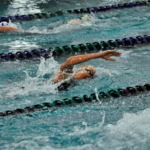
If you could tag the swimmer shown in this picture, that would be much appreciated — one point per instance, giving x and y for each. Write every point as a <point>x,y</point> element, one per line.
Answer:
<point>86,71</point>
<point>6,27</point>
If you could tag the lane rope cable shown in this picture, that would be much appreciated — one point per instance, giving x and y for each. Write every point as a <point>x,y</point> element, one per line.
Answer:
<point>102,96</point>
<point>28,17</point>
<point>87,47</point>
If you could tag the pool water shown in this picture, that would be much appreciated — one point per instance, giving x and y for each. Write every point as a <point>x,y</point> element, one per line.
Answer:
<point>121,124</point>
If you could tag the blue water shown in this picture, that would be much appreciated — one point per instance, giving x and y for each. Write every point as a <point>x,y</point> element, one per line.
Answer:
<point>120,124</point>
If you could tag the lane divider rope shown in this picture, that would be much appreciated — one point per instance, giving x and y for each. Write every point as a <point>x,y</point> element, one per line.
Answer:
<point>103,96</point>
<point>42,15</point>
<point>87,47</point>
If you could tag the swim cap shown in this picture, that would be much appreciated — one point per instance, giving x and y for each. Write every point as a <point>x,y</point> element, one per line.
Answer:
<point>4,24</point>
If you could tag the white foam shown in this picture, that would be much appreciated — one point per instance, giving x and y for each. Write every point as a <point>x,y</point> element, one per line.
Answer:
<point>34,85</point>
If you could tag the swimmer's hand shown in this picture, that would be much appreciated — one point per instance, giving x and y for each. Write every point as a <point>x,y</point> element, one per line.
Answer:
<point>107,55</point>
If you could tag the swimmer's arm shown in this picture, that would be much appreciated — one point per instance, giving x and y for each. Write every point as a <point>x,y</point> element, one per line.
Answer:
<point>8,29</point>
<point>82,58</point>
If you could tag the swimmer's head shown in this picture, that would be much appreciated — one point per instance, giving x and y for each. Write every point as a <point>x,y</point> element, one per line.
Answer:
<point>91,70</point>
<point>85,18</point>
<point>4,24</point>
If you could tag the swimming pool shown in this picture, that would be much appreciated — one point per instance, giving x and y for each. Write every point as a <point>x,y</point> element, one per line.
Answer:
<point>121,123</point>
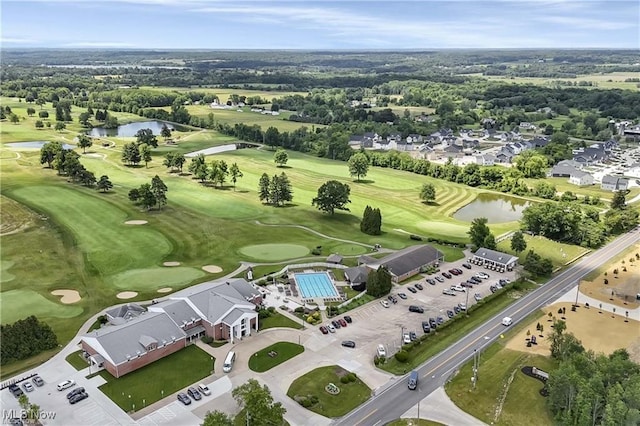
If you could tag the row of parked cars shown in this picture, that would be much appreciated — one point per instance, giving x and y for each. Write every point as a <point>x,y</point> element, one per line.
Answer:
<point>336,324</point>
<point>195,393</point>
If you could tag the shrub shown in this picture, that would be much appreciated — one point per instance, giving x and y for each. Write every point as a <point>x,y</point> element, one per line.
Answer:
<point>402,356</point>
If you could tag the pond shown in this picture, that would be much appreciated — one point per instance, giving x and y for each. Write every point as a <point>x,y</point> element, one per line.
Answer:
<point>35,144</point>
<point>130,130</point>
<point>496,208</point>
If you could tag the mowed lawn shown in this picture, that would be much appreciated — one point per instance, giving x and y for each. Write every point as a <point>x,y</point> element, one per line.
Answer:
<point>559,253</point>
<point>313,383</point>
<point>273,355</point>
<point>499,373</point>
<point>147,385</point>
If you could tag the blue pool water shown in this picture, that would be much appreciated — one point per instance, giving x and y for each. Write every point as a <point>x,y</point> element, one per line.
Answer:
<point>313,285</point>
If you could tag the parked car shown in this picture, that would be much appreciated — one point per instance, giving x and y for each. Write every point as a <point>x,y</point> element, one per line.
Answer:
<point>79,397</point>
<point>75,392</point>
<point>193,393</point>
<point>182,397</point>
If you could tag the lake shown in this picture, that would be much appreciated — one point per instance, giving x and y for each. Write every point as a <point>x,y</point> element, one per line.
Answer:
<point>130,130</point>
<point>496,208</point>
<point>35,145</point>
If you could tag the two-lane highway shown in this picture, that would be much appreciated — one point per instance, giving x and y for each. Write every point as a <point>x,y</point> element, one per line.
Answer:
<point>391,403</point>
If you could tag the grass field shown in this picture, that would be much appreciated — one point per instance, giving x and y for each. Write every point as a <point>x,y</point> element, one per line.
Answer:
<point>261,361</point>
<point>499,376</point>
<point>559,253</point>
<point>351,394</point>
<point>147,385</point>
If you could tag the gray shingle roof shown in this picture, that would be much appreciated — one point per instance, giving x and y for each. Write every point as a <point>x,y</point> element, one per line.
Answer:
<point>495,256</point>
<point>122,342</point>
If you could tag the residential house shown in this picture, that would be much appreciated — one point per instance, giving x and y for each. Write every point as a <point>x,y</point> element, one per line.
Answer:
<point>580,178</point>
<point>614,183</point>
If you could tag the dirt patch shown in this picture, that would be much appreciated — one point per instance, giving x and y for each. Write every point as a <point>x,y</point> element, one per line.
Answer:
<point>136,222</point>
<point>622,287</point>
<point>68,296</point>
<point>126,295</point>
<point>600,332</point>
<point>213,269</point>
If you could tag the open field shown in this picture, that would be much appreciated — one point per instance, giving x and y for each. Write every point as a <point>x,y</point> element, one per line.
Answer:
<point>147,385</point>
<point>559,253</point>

=== PROBLEM ===
Reproduce the entire listing above verbatim, omitting the pictures.

=== EXERCISE RESULT ===
If you could tag the swimmer shown in this picture, that would be much appreciated — one point per instance, giving x and y for each. Write every point as a <point>x,y</point> element, one per line.
Answer:
<point>86,71</point>
<point>6,27</point>
If you could tag the lane rope cable shown in this picture, that would be much appreciated — one point per instance, giving x and y for each. Write every point as a <point>x,y</point> element, one per line.
Answer:
<point>102,96</point>
<point>28,17</point>
<point>87,47</point>
If you could tag the pool water shown in this picture, that would be much appreciated — one point per instance, giving x and y for each. Write every point as a <point>x,y</point> element, one per line.
Answer:
<point>121,124</point>
If you could tag the blue water shown in this picture, that would be much appreciated — one point per instance, giving x and y for each. Write every point as a <point>x,y</point> element, one per line.
Answer:
<point>120,124</point>
If you could tag the lane divider rope shown in this picture, that would be much appreciated — one point per instance, giving x and y for each. Write every point as a <point>x,y</point> element, one per line.
Answer:
<point>103,96</point>
<point>42,15</point>
<point>87,47</point>
If you could tag the swim cap shown in this picture, that would be much appreciated — one point per instance, giving x and y for each. Write every point as a <point>x,y</point> element, one per line.
Answer:
<point>4,24</point>
If you could tag the white foam shown in this picture, that would be much appreciated — one point per instance, giving x and y for each. Write every point as a <point>x,y</point> element, one per line.
Answer:
<point>34,85</point>
If you could tag the swimmer's hand shown in this picture, that would be much appreciated — one point per instance, giving x and y for each. Write every point as a <point>x,y</point> element, one per line.
Answer:
<point>107,55</point>
If you could tag the swimmer's arm shown in this picture, that would be much appreciated — one point per instance, giving x and y for each. Write every point as a <point>x,y</point> element, one per line.
Answer:
<point>8,29</point>
<point>82,58</point>
If you could tag the swimmer's head shown in this picture, that would be much appreciated — one point per instance, giving x and y for each. Write every point as a <point>x,y</point> element, one per line.
Answer:
<point>91,70</point>
<point>85,18</point>
<point>4,24</point>
If you could tag the swimming pool shown in this picture, that would be much appreciated — one point per instance, giving x and y for each. Write every point as a <point>x,y</point> element, one per line.
Answer:
<point>121,123</point>
If you could tag the row of parked cars shown in this picture, that would be much appreciated — one point per instance, giving x and y for each. Write every point as a <point>x,y</point> element, one per line.
Answer:
<point>336,324</point>
<point>195,393</point>
If you could tag the shrub shown in this picture, that would be much appreciated — one point per instance, giving x and y for each. Write every point as a <point>x,y</point> element, one per line.
Answer:
<point>402,356</point>
If you could tag the pond shown in this picture, that would be much appreciated — one point per instance, giving x and y for each. Write every point as a <point>x,y</point> element, one per line.
Answer:
<point>35,144</point>
<point>130,130</point>
<point>496,208</point>
If you could tag the mowed lawn shown in this picture, that would be much appreciated — one point per instance, giving x and y for each. Write every point as a <point>x,y</point> element, one per line.
Answer:
<point>559,253</point>
<point>313,383</point>
<point>273,355</point>
<point>499,373</point>
<point>147,385</point>
If you could tag the blue pool water shown in this picture, that would be much appreciated — one point per instance, giving x and y for each. Write every point as a <point>x,y</point> element, one per line.
Answer:
<point>313,285</point>
If you could tag the parked car shown in this picture, that would be much appreciated — one point per instance, giving x and y for each. Write every point as a <point>x,y</point> element, one per line.
Answer:
<point>79,397</point>
<point>75,392</point>
<point>193,393</point>
<point>182,397</point>
If you could tag the lake shown in this picture, that would be much appreciated — one point per instance, giving x and y for each. Write every point as a <point>x,y</point> element, one per line.
Answer:
<point>130,130</point>
<point>496,208</point>
<point>35,145</point>
If you could tag the two-lane highway shown in this picture, that would be much appreciated — one point per instance, giving x and y for each. Write every point as a <point>x,y</point> element, one per line.
Answer:
<point>391,403</point>
If you could tag the grass field shown in this picture, that would be much appreciated — one point per instance, giving x and y for each. Write every point as a <point>x,y</point> element, one per line.
Answer:
<point>261,361</point>
<point>499,376</point>
<point>559,253</point>
<point>351,394</point>
<point>147,385</point>
If you could tag the gray shingle roof shown in this picture, that would be much appreciated — one point per instance, giving x and y for each. Write every point as a <point>x,y</point> element, one per line.
Answer:
<point>495,256</point>
<point>122,342</point>
If you could tag the residential house shown in this picture, that would be much appreciated — one point per instance, giving x and y for each. Write every point as a <point>x,y</point> element, one per line.
Answer:
<point>580,178</point>
<point>614,183</point>
If you could tag the dirt patch shown in this picture, that would be much appreciated — one point per instance, giving x and y for each. Write every point as a <point>x,y</point> element, one per line.
Answer:
<point>136,222</point>
<point>622,287</point>
<point>68,296</point>
<point>126,295</point>
<point>600,332</point>
<point>213,269</point>
If you could tag the open field shown in this picture, that would be much appreciated — one point per instance, giving x and y for each. Write every point as a <point>x,y</point> element, one per line.
Answer:
<point>147,385</point>
<point>559,253</point>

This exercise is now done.